::: Dataset extract
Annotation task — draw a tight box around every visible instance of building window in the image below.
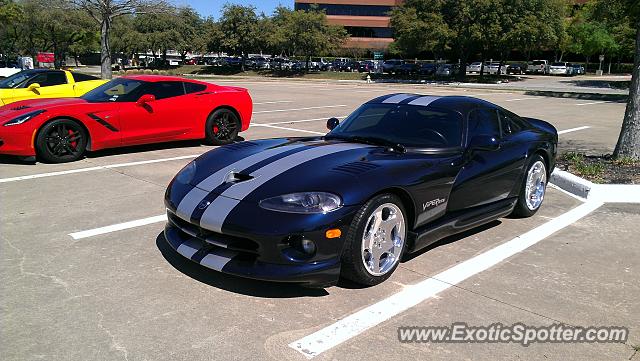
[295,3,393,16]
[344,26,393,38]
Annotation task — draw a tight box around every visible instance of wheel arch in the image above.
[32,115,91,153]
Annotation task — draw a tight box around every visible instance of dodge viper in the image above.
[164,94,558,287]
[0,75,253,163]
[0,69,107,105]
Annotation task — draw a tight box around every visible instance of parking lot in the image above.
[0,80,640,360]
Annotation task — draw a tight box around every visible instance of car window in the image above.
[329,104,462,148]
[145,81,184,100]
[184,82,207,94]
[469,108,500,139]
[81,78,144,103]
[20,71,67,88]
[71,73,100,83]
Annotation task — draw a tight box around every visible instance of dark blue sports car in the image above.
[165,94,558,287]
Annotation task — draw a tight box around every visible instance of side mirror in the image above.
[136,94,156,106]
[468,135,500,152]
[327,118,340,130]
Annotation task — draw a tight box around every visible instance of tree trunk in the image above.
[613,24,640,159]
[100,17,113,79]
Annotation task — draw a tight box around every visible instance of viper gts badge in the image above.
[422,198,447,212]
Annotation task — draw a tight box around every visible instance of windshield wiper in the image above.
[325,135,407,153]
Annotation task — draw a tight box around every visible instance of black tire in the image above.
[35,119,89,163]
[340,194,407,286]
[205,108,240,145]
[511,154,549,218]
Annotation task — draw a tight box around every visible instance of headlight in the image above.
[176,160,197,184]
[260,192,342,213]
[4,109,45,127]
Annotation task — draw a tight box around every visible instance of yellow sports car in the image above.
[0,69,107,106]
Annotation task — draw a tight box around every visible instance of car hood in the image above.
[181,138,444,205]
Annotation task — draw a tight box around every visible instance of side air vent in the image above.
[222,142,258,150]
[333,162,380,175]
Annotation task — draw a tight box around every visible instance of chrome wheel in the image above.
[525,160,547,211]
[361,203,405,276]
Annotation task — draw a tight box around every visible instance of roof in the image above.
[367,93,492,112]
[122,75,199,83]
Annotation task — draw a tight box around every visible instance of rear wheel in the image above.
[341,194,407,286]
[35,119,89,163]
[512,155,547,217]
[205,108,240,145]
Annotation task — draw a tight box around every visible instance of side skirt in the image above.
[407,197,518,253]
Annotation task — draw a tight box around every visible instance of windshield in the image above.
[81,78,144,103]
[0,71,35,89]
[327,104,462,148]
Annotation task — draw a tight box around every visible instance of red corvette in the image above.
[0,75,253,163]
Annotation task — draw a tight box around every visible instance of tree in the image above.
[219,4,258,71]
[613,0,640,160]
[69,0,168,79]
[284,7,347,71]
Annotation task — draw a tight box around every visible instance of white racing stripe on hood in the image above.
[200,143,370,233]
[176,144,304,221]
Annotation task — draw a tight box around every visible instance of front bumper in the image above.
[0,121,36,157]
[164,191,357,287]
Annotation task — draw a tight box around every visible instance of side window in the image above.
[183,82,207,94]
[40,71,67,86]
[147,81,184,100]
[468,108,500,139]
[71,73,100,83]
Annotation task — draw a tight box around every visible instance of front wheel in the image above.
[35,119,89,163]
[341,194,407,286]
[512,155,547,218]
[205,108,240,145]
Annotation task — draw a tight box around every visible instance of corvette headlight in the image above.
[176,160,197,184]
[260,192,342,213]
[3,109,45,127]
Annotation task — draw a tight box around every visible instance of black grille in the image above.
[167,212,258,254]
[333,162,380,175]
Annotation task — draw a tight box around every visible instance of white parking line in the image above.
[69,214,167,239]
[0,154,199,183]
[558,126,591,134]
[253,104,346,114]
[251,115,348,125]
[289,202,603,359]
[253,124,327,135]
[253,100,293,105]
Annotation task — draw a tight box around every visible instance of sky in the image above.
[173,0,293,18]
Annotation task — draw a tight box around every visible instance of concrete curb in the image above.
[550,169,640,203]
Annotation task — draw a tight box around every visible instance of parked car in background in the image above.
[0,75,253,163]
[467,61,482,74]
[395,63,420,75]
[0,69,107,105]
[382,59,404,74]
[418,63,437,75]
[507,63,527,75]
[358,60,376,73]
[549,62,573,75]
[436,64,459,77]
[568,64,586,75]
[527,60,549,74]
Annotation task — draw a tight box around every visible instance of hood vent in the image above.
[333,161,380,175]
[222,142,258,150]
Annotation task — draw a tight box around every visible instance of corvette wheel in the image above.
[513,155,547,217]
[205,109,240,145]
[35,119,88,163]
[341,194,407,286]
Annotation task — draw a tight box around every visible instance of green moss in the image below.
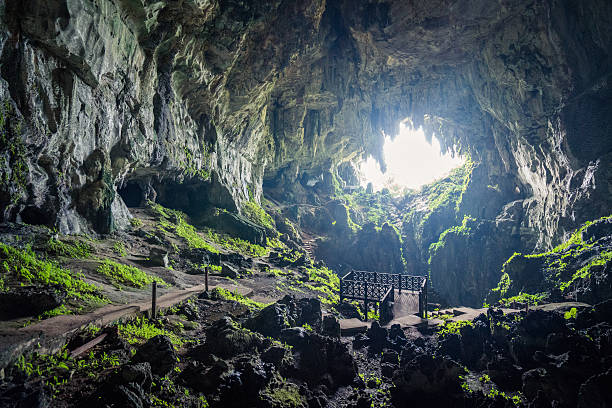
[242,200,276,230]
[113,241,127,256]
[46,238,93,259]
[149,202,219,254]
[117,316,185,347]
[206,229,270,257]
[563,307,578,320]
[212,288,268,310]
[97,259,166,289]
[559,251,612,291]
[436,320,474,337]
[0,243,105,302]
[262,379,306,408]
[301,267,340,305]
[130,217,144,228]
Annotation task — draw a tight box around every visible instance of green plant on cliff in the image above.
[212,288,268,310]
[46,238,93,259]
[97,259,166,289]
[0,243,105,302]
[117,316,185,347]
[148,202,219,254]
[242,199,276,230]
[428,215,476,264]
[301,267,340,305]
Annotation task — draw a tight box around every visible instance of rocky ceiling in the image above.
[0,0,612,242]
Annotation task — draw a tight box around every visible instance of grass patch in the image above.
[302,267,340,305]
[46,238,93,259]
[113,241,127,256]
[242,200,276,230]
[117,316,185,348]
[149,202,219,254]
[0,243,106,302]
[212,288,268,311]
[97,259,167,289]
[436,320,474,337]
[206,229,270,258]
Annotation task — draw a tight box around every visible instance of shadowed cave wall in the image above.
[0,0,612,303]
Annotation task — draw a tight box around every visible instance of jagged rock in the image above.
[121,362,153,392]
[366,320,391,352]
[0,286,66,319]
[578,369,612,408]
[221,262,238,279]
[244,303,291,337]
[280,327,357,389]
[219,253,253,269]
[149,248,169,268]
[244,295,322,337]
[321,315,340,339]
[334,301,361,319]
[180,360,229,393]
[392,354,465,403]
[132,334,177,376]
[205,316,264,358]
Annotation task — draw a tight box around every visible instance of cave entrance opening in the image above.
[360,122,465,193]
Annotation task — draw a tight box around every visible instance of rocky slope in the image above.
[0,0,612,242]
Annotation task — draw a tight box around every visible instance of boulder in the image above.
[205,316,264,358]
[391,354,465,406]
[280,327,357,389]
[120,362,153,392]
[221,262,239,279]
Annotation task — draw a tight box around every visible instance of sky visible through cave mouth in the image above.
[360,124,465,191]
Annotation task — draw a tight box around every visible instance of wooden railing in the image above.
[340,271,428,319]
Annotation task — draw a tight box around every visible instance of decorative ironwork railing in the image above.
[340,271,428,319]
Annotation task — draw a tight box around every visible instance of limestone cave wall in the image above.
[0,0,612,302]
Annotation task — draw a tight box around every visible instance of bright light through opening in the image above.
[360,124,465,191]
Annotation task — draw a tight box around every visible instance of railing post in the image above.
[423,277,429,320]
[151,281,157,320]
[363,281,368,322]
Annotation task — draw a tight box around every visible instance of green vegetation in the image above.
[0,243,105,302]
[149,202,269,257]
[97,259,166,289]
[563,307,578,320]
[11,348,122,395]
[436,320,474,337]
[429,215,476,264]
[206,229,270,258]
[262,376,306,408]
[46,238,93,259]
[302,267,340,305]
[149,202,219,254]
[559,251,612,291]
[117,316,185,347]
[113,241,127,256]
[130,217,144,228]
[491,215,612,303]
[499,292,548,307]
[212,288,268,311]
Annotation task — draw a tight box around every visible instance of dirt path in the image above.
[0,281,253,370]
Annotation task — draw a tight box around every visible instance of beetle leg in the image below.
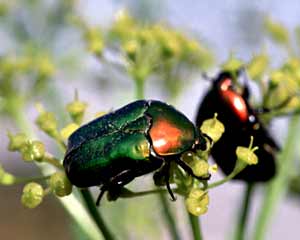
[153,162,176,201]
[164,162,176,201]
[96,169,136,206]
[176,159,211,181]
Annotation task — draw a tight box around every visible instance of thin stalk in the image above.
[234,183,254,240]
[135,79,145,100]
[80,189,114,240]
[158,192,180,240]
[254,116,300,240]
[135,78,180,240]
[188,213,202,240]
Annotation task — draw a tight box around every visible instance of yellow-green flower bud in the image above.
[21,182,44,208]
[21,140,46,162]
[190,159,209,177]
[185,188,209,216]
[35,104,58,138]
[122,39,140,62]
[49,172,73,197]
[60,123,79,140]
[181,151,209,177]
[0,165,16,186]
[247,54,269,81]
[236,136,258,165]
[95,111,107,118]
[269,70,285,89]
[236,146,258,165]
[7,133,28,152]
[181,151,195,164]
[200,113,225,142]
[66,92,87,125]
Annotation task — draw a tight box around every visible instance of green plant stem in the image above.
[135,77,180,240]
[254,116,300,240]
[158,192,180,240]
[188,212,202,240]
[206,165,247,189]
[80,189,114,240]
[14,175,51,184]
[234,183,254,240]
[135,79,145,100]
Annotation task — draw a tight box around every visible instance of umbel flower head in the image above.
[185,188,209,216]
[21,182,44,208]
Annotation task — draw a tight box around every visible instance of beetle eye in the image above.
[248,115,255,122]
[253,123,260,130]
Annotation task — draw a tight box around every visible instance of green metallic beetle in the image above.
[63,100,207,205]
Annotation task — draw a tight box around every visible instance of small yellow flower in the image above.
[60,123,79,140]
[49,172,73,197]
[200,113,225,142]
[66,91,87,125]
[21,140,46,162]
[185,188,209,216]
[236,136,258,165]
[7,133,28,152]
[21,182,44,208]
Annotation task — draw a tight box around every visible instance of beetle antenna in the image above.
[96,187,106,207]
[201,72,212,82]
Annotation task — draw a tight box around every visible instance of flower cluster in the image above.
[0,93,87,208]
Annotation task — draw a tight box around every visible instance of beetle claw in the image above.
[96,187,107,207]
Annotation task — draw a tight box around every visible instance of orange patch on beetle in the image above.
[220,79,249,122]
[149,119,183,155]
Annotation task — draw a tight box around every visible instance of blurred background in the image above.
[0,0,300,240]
::::::
::: Dataset extract
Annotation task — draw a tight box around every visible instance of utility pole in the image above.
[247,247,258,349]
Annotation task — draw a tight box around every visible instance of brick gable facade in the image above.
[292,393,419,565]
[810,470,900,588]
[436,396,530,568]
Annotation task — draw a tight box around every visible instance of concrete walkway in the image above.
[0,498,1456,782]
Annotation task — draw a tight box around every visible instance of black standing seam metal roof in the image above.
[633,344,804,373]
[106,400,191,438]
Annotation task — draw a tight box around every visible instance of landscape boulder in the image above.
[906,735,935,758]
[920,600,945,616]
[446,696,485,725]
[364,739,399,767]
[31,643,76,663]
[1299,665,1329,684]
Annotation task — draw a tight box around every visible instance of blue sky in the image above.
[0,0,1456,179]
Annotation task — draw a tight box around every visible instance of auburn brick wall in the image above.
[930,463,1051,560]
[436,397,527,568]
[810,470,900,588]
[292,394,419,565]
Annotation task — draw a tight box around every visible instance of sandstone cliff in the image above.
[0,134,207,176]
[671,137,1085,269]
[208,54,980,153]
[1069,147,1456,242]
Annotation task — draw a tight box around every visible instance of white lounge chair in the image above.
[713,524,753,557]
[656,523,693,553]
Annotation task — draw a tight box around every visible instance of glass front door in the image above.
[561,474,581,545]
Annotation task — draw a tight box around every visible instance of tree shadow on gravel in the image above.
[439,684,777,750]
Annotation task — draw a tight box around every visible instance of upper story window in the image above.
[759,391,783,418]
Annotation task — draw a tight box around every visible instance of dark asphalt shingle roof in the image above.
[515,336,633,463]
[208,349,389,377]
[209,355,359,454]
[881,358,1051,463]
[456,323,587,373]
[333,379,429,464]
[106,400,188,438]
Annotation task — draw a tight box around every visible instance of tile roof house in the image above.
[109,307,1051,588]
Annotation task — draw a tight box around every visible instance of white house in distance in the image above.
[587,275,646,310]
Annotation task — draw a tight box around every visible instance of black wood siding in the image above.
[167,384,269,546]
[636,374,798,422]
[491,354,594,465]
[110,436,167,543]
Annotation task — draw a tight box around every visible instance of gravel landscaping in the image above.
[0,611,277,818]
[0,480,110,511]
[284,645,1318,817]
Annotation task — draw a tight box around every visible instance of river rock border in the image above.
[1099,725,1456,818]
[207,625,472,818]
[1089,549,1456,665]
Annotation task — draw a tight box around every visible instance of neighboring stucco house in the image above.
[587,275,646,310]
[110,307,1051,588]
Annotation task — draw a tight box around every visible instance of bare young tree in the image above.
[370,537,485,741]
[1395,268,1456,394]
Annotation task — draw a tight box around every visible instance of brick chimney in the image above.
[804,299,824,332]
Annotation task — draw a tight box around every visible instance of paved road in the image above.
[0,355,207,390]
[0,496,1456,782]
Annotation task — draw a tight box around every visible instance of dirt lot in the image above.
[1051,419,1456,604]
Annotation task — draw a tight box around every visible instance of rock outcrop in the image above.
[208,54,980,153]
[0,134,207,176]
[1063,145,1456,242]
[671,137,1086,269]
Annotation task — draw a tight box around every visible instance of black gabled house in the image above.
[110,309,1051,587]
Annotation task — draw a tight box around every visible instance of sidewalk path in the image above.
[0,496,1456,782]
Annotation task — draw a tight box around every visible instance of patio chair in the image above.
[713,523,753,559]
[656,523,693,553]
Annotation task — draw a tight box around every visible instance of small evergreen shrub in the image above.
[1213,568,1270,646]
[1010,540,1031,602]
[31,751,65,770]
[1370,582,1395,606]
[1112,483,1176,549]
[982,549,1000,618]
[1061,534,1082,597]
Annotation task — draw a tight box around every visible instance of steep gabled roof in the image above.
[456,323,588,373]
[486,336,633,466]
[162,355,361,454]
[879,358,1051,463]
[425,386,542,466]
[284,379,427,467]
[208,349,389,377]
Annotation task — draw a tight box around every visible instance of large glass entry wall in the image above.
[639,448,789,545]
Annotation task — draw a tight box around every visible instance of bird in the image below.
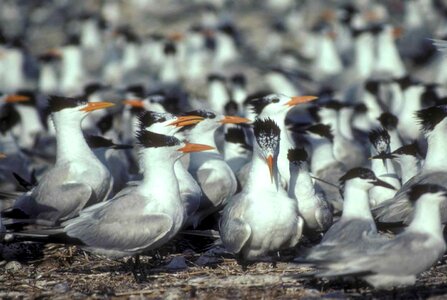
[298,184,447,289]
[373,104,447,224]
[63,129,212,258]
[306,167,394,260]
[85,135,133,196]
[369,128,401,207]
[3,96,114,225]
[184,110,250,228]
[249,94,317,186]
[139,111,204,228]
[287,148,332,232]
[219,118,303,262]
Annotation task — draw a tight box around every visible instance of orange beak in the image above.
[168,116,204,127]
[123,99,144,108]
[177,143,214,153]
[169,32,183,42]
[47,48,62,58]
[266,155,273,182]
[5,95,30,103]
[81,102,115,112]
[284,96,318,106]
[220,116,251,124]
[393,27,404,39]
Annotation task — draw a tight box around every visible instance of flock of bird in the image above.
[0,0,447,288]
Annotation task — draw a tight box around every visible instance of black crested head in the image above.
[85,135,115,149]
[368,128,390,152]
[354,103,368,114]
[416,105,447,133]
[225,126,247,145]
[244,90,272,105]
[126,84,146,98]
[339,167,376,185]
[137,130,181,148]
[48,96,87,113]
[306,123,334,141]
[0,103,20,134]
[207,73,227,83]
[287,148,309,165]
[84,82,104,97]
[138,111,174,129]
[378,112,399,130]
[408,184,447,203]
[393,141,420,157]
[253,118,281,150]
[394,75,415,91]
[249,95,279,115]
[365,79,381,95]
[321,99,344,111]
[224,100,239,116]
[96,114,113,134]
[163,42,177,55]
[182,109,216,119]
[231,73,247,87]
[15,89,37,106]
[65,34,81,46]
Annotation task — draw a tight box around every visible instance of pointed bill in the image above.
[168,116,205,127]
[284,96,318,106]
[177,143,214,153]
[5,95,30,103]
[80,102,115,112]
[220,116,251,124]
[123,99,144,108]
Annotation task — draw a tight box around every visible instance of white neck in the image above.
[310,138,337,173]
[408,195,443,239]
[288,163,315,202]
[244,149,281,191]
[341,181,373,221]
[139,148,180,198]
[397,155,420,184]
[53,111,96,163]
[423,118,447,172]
::::::
::: Dataset extract
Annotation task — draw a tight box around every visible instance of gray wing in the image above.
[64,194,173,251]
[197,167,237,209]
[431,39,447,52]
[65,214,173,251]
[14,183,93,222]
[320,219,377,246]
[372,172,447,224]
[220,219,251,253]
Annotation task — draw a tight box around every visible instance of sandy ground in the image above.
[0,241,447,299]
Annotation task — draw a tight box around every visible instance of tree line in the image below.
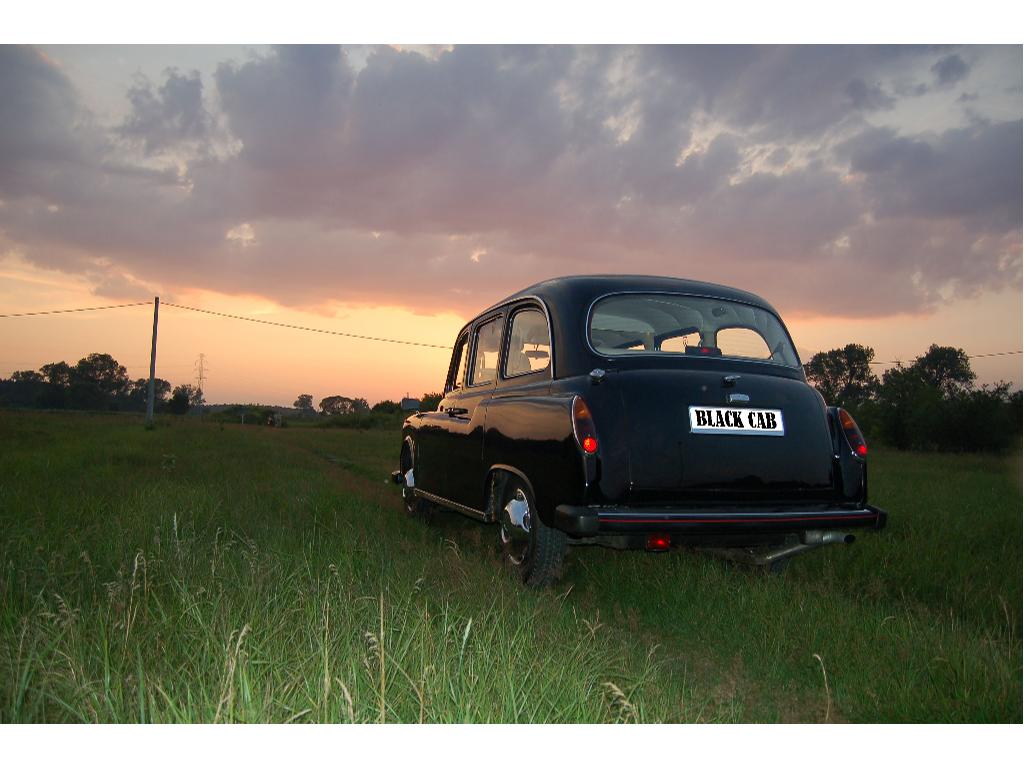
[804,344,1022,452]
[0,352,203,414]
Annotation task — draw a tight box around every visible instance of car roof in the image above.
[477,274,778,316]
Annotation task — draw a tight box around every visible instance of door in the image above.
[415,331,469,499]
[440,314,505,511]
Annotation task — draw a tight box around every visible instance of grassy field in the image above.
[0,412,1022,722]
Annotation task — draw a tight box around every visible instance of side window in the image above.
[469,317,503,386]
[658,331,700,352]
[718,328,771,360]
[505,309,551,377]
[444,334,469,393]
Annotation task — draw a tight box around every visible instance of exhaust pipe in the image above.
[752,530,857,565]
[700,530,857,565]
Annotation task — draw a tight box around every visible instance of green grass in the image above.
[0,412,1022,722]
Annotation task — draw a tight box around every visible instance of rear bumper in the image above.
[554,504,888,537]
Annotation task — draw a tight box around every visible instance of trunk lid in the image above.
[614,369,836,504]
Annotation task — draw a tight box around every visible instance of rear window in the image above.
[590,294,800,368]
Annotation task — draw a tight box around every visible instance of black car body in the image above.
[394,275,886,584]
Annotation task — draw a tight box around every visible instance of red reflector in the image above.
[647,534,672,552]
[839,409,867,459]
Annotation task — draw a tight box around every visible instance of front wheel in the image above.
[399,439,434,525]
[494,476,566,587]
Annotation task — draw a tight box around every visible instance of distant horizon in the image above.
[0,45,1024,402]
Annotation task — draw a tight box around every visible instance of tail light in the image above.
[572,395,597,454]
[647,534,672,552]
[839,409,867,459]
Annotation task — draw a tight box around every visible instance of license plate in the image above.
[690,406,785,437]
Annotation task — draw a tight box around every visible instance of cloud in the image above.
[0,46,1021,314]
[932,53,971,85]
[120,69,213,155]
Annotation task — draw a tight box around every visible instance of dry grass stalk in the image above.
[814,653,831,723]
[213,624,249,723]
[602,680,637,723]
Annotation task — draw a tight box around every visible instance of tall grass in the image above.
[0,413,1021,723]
::::::
*Short problem:*
From the listing above, extract each line containing the word "sports". The match is case-sensitive.

*Result:*
Annotation task — draw a tight box around every visible instance of dark blue sports car in the image above.
Annotation task — draw a tight box around every visible instance of yellow sports car in the image above.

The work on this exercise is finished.